# WORK INSTRUCTIONS
Count the lines in the entries below that contain the word "round", and reply with the number alone.

# Coordinate annotation entries
------------------------

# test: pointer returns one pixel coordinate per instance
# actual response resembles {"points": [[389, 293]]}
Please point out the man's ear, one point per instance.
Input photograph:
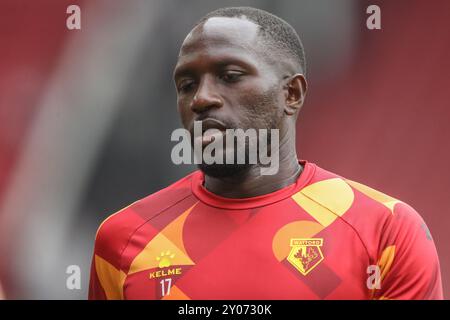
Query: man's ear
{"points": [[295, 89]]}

------------------------

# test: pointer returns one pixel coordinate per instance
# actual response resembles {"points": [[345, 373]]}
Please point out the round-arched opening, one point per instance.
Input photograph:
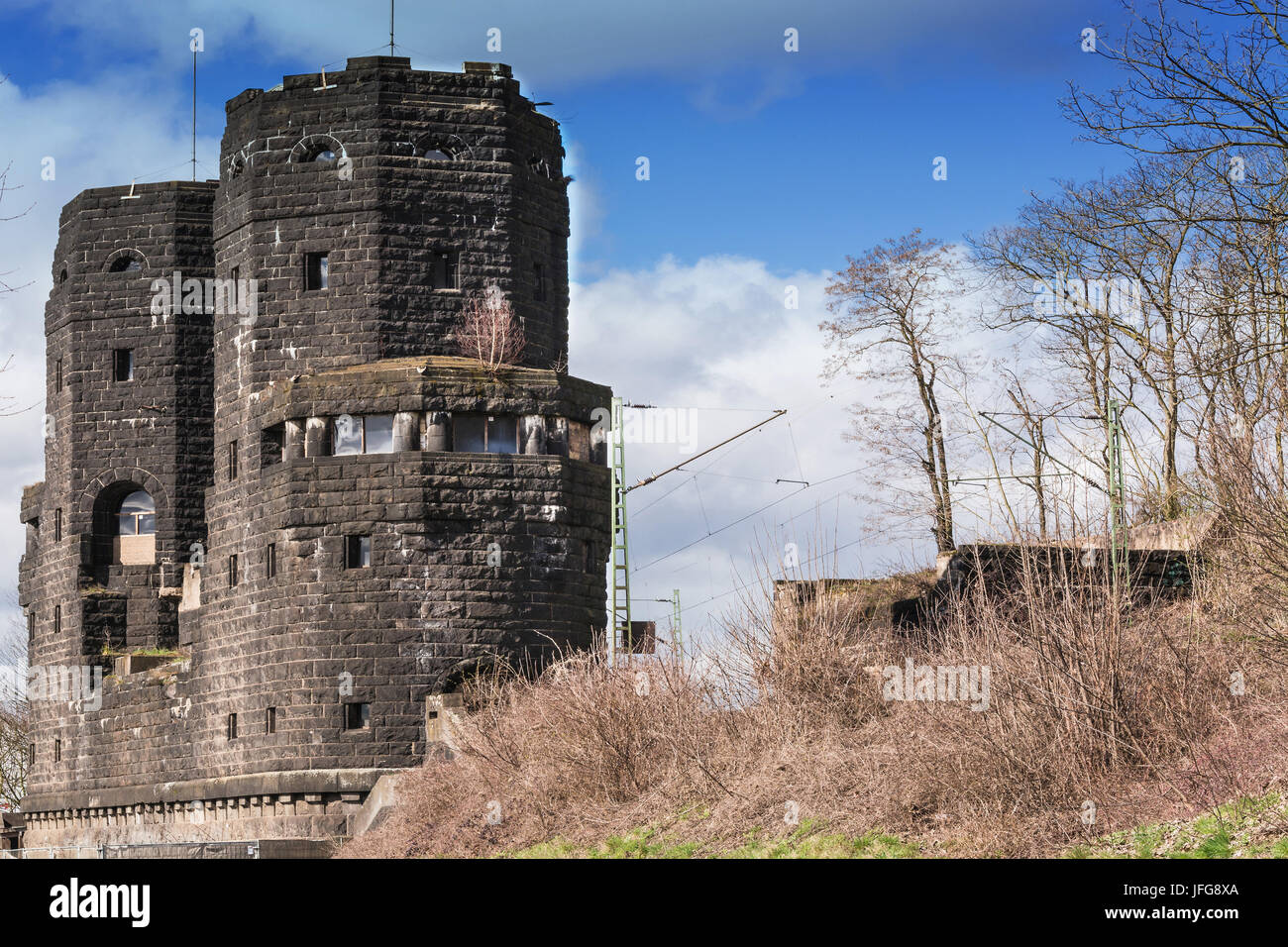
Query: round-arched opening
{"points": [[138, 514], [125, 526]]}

------------------------

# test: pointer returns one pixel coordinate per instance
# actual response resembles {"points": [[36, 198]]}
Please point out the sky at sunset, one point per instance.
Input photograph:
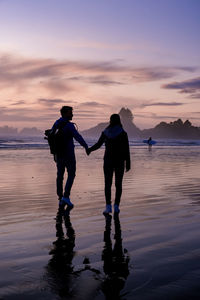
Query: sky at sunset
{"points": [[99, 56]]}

------------------------

# REPLY TO THE TASK
2